::: PAGE EXTRACT
Here’s the deal, if you still owe “fat check to the dealer” whatever that means, and say you only had liability on it, just about every car payment plan in the country will have a clause in it that “you must keep the car insured for damage” and that you must repair any damage. To protect themselves against people who drop their insurance, they carry and overall policy that kicks in for anyone not having insurance. So the car is most likely insured and it needs to be reported to whoever holds the contract on it and their insurance. The downside is that they will charge you for the very expensive premiums for this high risk insurance so that it would have been much much cheaper to insure the car in the first place.

I know times are tough and so on but I’ve never had a car old or new not fully insured in 45 years whether I was working or not. Its just something you have to do and you’ll never get the frame straight yourself.

What part of the car is bent, precisely? Photos would help.
::::::
::: GIVEN ENTRIES
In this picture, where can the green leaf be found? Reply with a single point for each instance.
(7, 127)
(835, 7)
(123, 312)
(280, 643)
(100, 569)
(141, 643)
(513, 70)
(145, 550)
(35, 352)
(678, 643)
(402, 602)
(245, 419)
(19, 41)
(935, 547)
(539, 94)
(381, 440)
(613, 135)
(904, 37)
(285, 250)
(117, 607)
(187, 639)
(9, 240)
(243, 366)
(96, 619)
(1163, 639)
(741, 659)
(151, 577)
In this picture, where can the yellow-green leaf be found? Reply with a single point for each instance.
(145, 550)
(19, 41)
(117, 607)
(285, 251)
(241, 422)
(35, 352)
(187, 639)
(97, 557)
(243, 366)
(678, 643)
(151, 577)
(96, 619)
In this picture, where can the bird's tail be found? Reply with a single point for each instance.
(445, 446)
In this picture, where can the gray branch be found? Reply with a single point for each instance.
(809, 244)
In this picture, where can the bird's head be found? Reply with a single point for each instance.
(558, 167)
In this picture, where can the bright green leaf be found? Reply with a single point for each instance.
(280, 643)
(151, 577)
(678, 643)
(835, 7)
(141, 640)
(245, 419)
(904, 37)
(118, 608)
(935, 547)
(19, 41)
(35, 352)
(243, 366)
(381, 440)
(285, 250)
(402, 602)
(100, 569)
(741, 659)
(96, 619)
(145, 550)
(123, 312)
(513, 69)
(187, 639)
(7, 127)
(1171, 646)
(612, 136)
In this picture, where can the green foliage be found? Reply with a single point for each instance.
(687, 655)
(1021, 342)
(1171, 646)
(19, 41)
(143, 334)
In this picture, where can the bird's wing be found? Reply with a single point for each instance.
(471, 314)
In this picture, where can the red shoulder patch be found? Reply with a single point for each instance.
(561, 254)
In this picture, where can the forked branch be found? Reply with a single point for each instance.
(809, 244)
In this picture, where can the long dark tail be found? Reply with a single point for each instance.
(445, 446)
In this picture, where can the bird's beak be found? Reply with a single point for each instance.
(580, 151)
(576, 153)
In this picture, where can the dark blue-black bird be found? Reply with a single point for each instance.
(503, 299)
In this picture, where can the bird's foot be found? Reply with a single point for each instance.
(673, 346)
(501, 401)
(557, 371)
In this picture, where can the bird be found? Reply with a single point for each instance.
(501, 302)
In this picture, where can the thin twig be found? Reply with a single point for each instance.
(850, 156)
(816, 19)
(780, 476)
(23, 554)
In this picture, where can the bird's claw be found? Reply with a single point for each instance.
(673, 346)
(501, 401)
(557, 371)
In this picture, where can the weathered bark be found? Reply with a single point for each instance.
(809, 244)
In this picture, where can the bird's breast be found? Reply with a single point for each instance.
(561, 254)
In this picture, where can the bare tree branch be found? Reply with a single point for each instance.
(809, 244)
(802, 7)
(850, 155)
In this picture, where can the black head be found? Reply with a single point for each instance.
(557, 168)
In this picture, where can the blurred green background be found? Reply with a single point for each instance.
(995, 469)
::::::
::: GIVEN ENTRIES
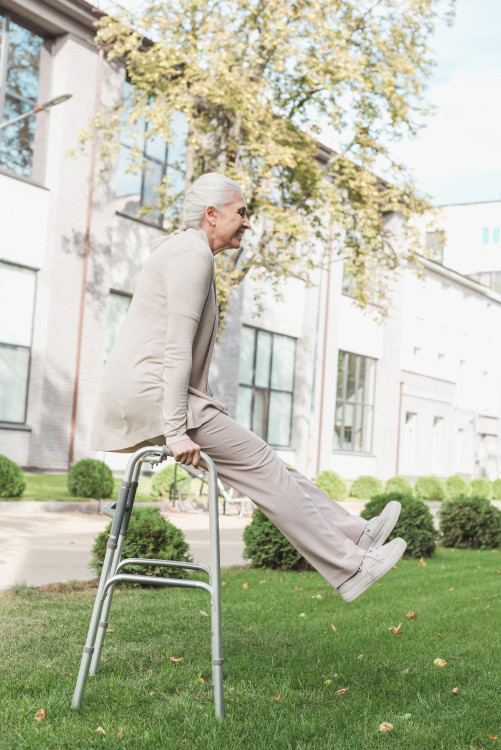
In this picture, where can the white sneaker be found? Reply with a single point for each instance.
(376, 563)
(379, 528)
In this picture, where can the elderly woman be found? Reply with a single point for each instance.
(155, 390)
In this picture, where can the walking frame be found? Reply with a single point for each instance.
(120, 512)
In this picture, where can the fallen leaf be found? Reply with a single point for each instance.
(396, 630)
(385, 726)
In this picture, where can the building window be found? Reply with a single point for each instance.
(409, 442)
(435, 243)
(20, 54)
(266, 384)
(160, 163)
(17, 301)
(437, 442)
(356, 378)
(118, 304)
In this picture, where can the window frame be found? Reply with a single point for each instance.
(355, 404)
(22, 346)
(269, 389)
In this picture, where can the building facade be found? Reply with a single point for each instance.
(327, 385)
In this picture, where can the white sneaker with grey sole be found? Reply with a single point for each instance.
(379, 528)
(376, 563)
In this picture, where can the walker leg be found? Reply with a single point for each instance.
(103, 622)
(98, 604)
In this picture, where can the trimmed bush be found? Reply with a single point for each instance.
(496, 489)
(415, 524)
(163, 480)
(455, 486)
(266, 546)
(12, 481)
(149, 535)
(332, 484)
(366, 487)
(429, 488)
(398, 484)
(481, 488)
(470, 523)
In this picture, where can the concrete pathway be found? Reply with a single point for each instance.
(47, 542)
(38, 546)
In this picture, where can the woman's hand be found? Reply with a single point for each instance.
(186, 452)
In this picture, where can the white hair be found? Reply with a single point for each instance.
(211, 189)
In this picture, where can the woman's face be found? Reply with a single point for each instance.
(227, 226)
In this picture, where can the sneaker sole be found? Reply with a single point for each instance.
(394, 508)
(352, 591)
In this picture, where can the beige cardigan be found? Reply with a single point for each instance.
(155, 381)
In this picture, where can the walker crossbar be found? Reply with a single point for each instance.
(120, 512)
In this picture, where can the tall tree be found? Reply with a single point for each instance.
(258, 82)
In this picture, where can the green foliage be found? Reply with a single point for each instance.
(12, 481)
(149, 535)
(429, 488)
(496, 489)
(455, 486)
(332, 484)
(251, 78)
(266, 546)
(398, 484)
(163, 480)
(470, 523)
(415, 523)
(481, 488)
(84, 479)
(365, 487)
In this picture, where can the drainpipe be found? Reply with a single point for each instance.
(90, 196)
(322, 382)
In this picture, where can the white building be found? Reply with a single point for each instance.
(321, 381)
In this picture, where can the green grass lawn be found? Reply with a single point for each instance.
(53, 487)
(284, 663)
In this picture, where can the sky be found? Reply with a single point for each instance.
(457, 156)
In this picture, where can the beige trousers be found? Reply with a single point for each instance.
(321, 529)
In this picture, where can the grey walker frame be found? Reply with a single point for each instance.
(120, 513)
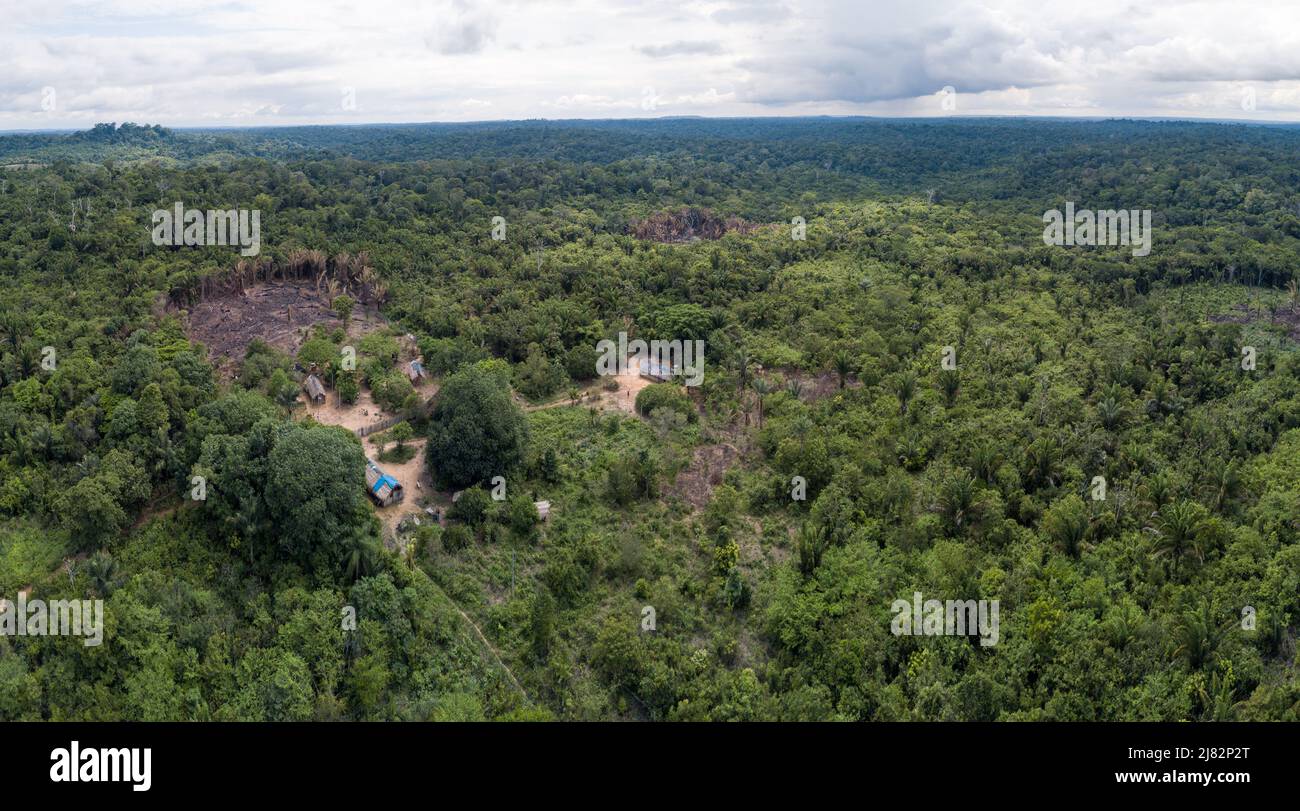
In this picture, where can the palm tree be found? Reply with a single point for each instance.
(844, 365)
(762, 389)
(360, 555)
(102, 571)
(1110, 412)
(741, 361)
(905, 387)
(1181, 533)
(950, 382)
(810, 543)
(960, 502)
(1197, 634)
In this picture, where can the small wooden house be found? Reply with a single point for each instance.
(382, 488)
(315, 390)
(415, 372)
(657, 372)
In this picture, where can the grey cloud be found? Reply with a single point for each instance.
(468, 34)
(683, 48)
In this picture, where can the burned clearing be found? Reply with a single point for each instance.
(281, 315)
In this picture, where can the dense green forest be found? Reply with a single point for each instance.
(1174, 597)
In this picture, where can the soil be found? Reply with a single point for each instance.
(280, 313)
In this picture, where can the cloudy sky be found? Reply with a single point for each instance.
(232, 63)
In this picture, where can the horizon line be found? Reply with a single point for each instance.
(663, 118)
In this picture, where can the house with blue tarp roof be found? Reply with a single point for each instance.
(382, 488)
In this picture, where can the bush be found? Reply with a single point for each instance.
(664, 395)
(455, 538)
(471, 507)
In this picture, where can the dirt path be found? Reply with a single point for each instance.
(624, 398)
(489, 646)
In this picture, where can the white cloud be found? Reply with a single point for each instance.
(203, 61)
::::::
::: GIVEN ENTRIES
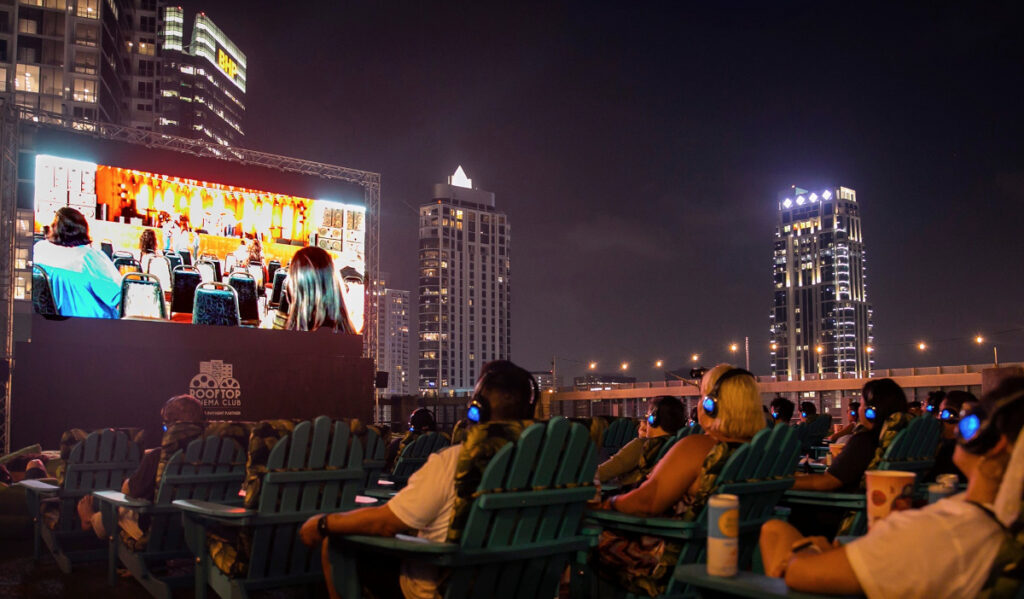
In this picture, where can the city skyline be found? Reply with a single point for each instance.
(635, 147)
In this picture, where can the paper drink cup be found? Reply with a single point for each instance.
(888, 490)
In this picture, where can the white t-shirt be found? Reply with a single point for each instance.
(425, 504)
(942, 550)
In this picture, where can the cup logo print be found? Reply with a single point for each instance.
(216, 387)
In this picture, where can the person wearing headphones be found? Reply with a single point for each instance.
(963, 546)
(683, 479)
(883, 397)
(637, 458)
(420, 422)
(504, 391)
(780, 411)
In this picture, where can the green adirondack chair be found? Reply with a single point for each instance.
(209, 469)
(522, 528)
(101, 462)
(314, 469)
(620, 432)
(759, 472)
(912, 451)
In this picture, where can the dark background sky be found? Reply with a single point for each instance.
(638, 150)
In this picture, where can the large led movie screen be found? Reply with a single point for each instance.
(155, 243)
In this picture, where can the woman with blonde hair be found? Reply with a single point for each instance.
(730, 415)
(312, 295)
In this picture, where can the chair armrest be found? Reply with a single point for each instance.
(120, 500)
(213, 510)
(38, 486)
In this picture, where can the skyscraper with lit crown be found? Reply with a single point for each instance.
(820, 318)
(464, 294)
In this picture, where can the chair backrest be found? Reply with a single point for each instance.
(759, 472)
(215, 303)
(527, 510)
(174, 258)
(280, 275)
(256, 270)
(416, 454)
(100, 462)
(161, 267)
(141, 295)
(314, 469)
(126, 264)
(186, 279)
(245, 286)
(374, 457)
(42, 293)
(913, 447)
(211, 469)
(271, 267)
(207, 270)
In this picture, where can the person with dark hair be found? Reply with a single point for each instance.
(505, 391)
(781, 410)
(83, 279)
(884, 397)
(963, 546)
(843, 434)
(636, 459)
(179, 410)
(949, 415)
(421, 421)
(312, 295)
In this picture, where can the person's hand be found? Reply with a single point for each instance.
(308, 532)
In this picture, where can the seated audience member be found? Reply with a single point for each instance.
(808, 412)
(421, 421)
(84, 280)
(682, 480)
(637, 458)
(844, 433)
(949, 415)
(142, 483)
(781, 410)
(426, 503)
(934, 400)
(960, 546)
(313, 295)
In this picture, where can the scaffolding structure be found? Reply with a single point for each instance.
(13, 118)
::::::
WHAT THIS TASK INVOLVES => Repeat word for word the part of the car insurance text that begins at "I know times" and stops after "Photos would help.". The records are separate from the text on car insurance.

EXERCISE ANSWER =>
I know times are tough and so on but I’ve never had a car old or new not fully insured in 45 years whether I was working or not. Its just something you have to do and you’ll never get the frame straight yourself.

What part of the car is bent, precisely? Photos would help.